→ TASK PROMPT
In the article below about Alabama IVF providers pausing treatment, in which state did Gabby Goidel find a place that will continue her care?

**** TEXT PASSAGE

MONTGOMERY, Alabama — Two more in vitro fertilization providers in Alabama paused parts of their treatment Thursday, sending patients scrambling to make other plans after the state Supreme Court ruled that frozen embryos are legally considered children.
The decisions by Alabama Fertility Services and Mobile Infirmary come a day after the University of Alabama at Birmingham health system said in a statement that it was pausing IVF treatments so it could evaluate whether its patients or doctors could face criminal charges or punitive damages.
Alabama Fertility Services said in a statement that it has “made the impossibly difficult decision to hold new IVF treatments due to the legal risk to our clinic and our embryologists.”
“We are contacting patients that will be affected today to find solutions for them and we are working as hard as we can to alert our legislators as to the far reaching negative impact of this ruling on the women of Alabama,” Alabama Fertility said. “AFS will not close. We will continue to fight for our patients and the families of Alabama."
Mobile Infirmary, a hospital in the Infirmary Health system, decided the Supreme Court ruling left the provider with no choice but to pause treatments, system President and CEO Mark Nix said in a statement.
“We understand the burden this places on deserving families who want to bring babies into this world and who have no alternative options for conceiving,” Nix said.
Doctors and patients have been grappling with shock and fear this week as they try to determine what they can and can’t do after the ruling by the all-Republican Alabama Supreme Court that raises questions about the future of IVF.
Alabama Fertility Services' decision left Gabby Goidel, who was days from an expected egg retrieval, calling clinics across the South looking for a place to continue IVF care.
“I freaked out. I started crying. I felt in an extreme limbo state. They did not have all the answers. I did not obviously have any answers,” Goidel said.
The Alabama ruling came down Friday, the same day Goidel began a 10-day series of injections ahead of egg retrieval, with the hopes of getting pregnant through IVF next month. Goidel, who experienced three miscarriages and turned to IVF as a way she and her husband could fulfill their dream of becoming parents, found a place in Texas that will continue her care and plans to travel there Thursday night.
“It’s not pro-family in any way,” Goidel said of the Alabama ruling.

********
**** DATA EXTRACT

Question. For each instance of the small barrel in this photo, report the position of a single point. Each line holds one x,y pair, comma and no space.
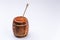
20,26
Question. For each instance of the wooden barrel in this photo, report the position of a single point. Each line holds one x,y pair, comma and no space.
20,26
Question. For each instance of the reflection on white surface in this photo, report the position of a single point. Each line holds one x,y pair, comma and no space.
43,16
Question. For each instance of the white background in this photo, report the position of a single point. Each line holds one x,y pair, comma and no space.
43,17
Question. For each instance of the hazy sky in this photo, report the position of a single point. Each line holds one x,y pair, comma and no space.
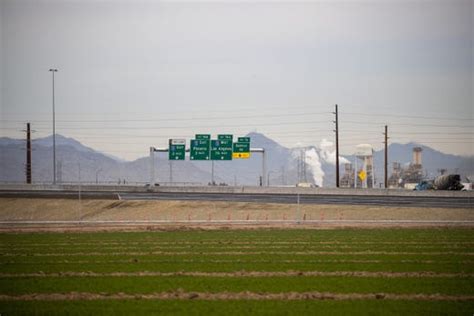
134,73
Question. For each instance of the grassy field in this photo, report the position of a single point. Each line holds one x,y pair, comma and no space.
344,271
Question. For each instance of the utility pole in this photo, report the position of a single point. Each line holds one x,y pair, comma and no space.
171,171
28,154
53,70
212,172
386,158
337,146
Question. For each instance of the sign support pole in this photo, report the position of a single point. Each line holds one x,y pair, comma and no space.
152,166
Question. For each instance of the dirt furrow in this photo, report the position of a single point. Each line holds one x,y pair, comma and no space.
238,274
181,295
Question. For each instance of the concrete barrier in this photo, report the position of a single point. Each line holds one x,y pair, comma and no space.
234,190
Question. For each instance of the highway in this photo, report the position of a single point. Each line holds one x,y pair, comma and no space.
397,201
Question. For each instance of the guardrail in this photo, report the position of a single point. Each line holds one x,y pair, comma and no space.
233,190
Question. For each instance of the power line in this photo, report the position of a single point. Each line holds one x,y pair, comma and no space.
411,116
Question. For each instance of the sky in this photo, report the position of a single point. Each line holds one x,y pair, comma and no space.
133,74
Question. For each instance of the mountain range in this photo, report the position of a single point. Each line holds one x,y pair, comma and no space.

********

→ ANSWER AREA
Texas